Raw data
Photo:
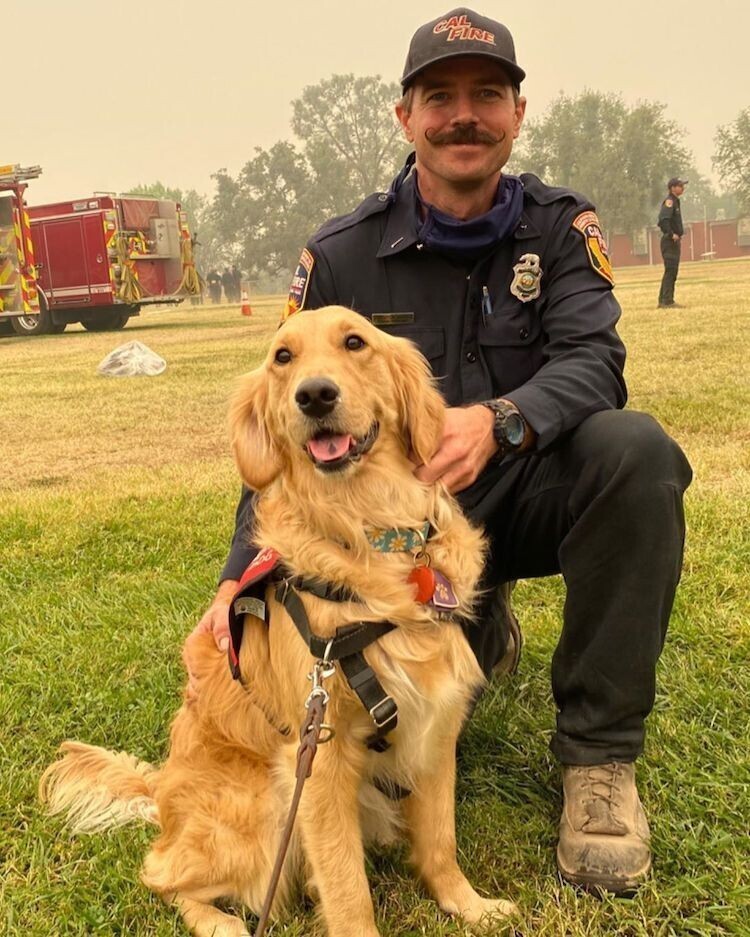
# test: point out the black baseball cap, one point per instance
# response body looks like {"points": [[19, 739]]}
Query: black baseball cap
{"points": [[461, 32]]}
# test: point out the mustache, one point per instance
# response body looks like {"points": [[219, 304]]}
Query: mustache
{"points": [[464, 135]]}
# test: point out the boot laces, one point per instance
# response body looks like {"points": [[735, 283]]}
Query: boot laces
{"points": [[604, 785]]}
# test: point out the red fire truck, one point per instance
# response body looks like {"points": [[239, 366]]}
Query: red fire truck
{"points": [[18, 294], [99, 260]]}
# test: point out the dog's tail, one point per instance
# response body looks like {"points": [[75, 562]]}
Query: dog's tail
{"points": [[98, 789]]}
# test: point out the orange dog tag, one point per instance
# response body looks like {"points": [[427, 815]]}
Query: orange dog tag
{"points": [[424, 579]]}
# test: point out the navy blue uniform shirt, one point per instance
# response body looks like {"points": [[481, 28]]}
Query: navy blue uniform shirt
{"points": [[557, 356]]}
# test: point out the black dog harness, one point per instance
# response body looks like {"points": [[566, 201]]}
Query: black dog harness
{"points": [[346, 646]]}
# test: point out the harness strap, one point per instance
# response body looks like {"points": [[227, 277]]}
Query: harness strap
{"points": [[323, 590], [346, 647]]}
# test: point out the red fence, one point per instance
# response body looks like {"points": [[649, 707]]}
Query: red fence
{"points": [[703, 240]]}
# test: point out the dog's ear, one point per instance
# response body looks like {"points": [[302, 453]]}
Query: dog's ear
{"points": [[421, 408], [257, 457]]}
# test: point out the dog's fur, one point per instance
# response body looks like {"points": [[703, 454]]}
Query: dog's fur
{"points": [[222, 797]]}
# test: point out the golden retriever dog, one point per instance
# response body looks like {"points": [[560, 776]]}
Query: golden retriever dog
{"points": [[327, 432]]}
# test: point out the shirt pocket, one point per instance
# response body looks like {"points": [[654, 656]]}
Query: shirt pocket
{"points": [[511, 341]]}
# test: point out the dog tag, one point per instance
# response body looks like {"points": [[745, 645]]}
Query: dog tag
{"points": [[424, 579], [443, 595]]}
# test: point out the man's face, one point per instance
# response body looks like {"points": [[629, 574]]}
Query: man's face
{"points": [[463, 120]]}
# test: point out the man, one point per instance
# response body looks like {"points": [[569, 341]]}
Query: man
{"points": [[505, 285], [670, 222], [213, 280], [227, 281]]}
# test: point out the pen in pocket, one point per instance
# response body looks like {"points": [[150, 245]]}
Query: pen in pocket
{"points": [[486, 305]]}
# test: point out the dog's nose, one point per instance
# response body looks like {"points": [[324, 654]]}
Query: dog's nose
{"points": [[317, 396]]}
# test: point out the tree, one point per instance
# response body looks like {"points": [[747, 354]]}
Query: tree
{"points": [[618, 156], [350, 146], [352, 138], [732, 157]]}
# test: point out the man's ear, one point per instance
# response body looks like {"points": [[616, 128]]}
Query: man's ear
{"points": [[421, 408], [255, 452]]}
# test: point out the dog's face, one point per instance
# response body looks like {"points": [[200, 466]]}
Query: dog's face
{"points": [[332, 389]]}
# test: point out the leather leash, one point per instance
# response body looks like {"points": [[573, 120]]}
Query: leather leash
{"points": [[310, 733]]}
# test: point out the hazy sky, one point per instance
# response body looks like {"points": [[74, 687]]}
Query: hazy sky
{"points": [[104, 96]]}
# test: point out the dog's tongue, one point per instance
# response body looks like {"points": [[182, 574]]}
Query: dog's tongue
{"points": [[328, 448]]}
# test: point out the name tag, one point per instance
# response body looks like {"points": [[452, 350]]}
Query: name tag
{"points": [[392, 318]]}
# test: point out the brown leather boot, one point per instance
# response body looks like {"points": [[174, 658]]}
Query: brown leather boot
{"points": [[604, 835]]}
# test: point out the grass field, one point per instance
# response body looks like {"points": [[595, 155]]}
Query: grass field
{"points": [[116, 506]]}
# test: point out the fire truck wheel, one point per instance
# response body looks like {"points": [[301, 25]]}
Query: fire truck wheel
{"points": [[41, 324], [111, 321], [33, 325]]}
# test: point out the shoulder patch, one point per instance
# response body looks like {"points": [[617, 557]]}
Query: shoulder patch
{"points": [[300, 282], [266, 560], [588, 225]]}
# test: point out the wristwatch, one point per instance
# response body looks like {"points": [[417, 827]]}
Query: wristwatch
{"points": [[509, 429]]}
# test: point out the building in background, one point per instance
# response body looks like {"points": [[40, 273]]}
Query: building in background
{"points": [[720, 239]]}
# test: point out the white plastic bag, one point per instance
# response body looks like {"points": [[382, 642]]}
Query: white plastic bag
{"points": [[133, 359]]}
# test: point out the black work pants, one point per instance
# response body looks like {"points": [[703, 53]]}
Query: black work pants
{"points": [[670, 252], [604, 508]]}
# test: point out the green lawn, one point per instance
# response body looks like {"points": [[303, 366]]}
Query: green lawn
{"points": [[116, 507]]}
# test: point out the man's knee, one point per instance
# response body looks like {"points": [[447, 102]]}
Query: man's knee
{"points": [[633, 445]]}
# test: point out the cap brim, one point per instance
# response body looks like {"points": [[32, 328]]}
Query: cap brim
{"points": [[515, 72]]}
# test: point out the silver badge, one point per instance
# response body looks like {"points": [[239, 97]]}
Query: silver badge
{"points": [[528, 273]]}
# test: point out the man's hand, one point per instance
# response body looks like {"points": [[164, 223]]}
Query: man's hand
{"points": [[215, 622], [216, 618], [467, 446]]}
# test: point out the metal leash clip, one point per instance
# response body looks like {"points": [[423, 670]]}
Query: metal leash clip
{"points": [[322, 670]]}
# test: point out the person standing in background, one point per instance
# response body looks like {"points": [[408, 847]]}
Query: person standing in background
{"points": [[670, 222]]}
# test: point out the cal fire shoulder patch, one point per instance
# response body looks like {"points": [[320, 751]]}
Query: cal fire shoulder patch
{"points": [[587, 224], [300, 282]]}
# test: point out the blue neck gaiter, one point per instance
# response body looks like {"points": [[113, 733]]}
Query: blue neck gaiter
{"points": [[469, 239]]}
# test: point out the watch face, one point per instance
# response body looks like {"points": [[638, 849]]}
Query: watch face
{"points": [[514, 429]]}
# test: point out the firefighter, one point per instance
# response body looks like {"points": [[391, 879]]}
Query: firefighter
{"points": [[505, 285], [213, 280], [670, 222]]}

Exercise requirements
Take every entry above and transcribe it exactly, with no pictures in the copy.

Response to this task
Photo:
# test: point out the black baseball cap, one point per instance
# response body looks like {"points": [[19, 739]]}
Query: black baseball cap
{"points": [[461, 32]]}
# test: point out the mustache, one point per instance
# response body looks like {"points": [[219, 304]]}
Query: mustache
{"points": [[464, 135]]}
# test: point out the boot laces, one point per instance
# response body looks like {"points": [[735, 283]]}
Query: boot laces
{"points": [[604, 785]]}
# test: point out the red fire truck, one point per instance
# response body looks like {"points": [[239, 366]]}
Query: red fire truck
{"points": [[18, 294], [99, 260]]}
# test: point out the dog's tail, one point per instance
# response body looks like {"points": [[75, 562]]}
Query: dog's tail
{"points": [[98, 789]]}
# test: point out the orange dog tag, one point per instance
# response body looks like {"points": [[427, 815]]}
Query: orange dog tag
{"points": [[424, 579]]}
# test: point out the navy blue uniform shirt, one point per instance
# response body looks like {"points": [[481, 28]]}
Query: navy blue uniform shirt
{"points": [[557, 356]]}
# test: point out the black dog harness, one point per instance
# response body looks like {"points": [[566, 201]]}
Query: black dog harness
{"points": [[346, 646]]}
# test: point out the harness strap, one point per instance
# response body looks like {"points": [[227, 277]]}
Query: harness strap
{"points": [[323, 590], [346, 647]]}
# test: point out the red fence, one point per instance
# response body looks like {"points": [[649, 707]]}
Query: red fence
{"points": [[703, 240]]}
# test: point out the dog's ear, one point per instance
# response body looks like {"points": [[302, 453]]}
Query: dog's ear
{"points": [[421, 408], [257, 457]]}
# test: point out the dog's fur, one point per instance
# response body looks like {"points": [[703, 454]]}
Query: dog's fur
{"points": [[222, 797]]}
# test: point out the golden retriever dog, one point per instance
# response body looks like {"points": [[560, 776]]}
Query: golden retriever dog
{"points": [[327, 432]]}
# test: point out the shirt pocket, one point per instance
# response body looks like {"points": [[654, 656]]}
Query: shirt pocket
{"points": [[511, 341]]}
# test: point out the dog tag, one point per instance
# response body looks like {"points": [[745, 645]]}
Query: dog tag
{"points": [[424, 579], [443, 595]]}
# test: point out the man's face, one point per instance
# response body looks like {"points": [[629, 574]]}
Query: man's face
{"points": [[463, 120]]}
# test: point out the man, one point per instance
# response body looks like {"points": [[569, 341]]}
Query: man
{"points": [[505, 285], [670, 222], [213, 280], [227, 281]]}
# test: point out the pen in pocket, one point per instance
# response body looks like {"points": [[150, 245]]}
Query: pen in pocket
{"points": [[486, 305]]}
# test: point out the dog's nose, one point per instance
# response body looks like {"points": [[324, 654]]}
Query: dog's nose
{"points": [[317, 396]]}
# test: point out the tree, one point per instance
# response body looks like {"points": [[747, 354]]}
Query: tree
{"points": [[618, 156], [350, 146], [352, 138], [732, 157]]}
# test: point out the man's ear, one point per instance
# response body looks like {"points": [[616, 128]]}
Query: man's ear
{"points": [[421, 408], [255, 452]]}
# test: point out the dog's face, one point per instance
# response body looks like {"points": [[200, 466]]}
Query: dog's face
{"points": [[332, 389]]}
# test: point out the leather leash, one point per instance
# response body looks like {"points": [[573, 120]]}
Query: leather leash
{"points": [[310, 733]]}
# test: point out the hazy sky, one point per instance
# response body looks like {"points": [[74, 687]]}
Query: hazy sky
{"points": [[104, 96]]}
# test: point out the dog's tongue, one point per instance
# response body looks like {"points": [[182, 574]]}
Query: dog's tongue
{"points": [[328, 448]]}
# test: point out the name tag, one point per instance
# response body looks like {"points": [[452, 350]]}
Query: name tag
{"points": [[392, 318]]}
# test: point out the brown leather boot, one point per instance
# response body looks like {"points": [[174, 658]]}
Query: brown leather boot
{"points": [[604, 835]]}
# test: point out the grass field, one point per instance
# response body looks like {"points": [[595, 155]]}
Query: grass field
{"points": [[116, 506]]}
# test: point out the fire truck wheel, one point per instance
# response body looks like {"points": [[301, 25]]}
Query: fire truck wheel
{"points": [[41, 324], [111, 321], [33, 325]]}
# test: point out the shoulder patch, one point per instance
# response body looks like {"points": [[617, 557]]}
Query: shoulder patch
{"points": [[300, 282], [266, 560], [588, 225]]}
# test: point out the wristwatch, one point per instance
# response body looks like {"points": [[417, 827]]}
Query: wristwatch
{"points": [[509, 429]]}
# test: point out the building in background, one point per instance
# response body looks like {"points": [[40, 273]]}
Query: building in background
{"points": [[720, 239]]}
# test: point out the white plastic bag, one point per instance
# response body looks like {"points": [[382, 642]]}
Query: white plastic bag
{"points": [[133, 359]]}
# test: point out the black work pants, one point per instance
# response body looks like {"points": [[703, 53]]}
Query: black work pants
{"points": [[670, 252], [604, 508]]}
# test: point out the green lawn, one point per instance
# response body looks like {"points": [[303, 366]]}
Query: green lawn
{"points": [[116, 507]]}
# test: point out the man's knee, one point per instance
# response body looks like {"points": [[447, 102]]}
Query: man's knee
{"points": [[633, 445]]}
# test: point out the cap brim, one point per instance
# response body looks like {"points": [[32, 328]]}
Query: cap brim
{"points": [[515, 72]]}
# test: point out the silver badge, one point per instance
# response body looks like {"points": [[239, 97]]}
Query: silver badge
{"points": [[528, 273]]}
# test: point out the man's hand, one point per instance
# response body looks like {"points": [[164, 223]]}
Query: man's hand
{"points": [[215, 622], [216, 618], [467, 446]]}
# test: point out the metal leash clip, one point per instance
# response body looks like {"points": [[423, 670]]}
Query: metal leash clip
{"points": [[322, 670]]}
# test: point out the person standing in background, one point per instance
# response body looks like {"points": [[408, 847]]}
Query: person standing in background
{"points": [[670, 222]]}
# test: point out the cal fire shoulder patch, one point per instance
# response body looks like {"points": [[320, 751]]}
Query: cal fire shoulder patch
{"points": [[587, 224], [300, 282]]}
# test: point out the blue neck gaiter, one point per instance
# response body looks like {"points": [[113, 733]]}
Query: blue neck gaiter
{"points": [[469, 239]]}
# test: point out the watch face, one point per instance
# response body looks like {"points": [[638, 849]]}
Query: watch face
{"points": [[514, 429]]}
# test: point out the firefighter, one point per instance
# response body looks like {"points": [[391, 879]]}
Query: firefighter
{"points": [[505, 285], [213, 280], [670, 222]]}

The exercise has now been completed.